#### [Required task]
Reproduce all of the material below in full, omitting the pictures, and offset every pixel coordinate in the answers by adding 119 to each number. Leave every other line, including its sample coordinates, unchanged.

#### [Records]

* * * * *

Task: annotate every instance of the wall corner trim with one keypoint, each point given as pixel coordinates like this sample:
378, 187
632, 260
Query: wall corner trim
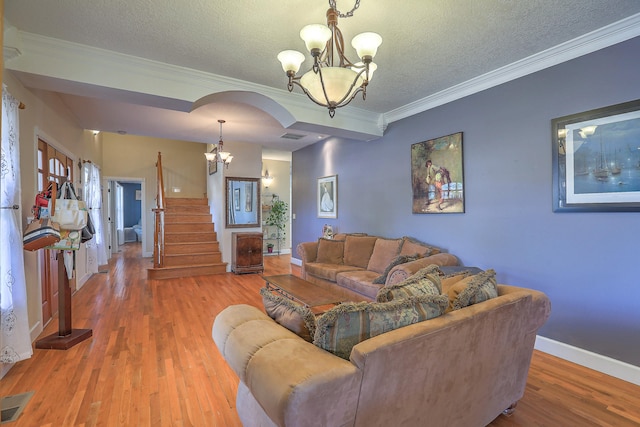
588, 359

* * * * *

#### [The result]
Task: annotate every instance of the wall corner trim with one keypoint, each point given as pixel coordinates like this sample:
378, 187
632, 260
Query: wall corner trim
707, 478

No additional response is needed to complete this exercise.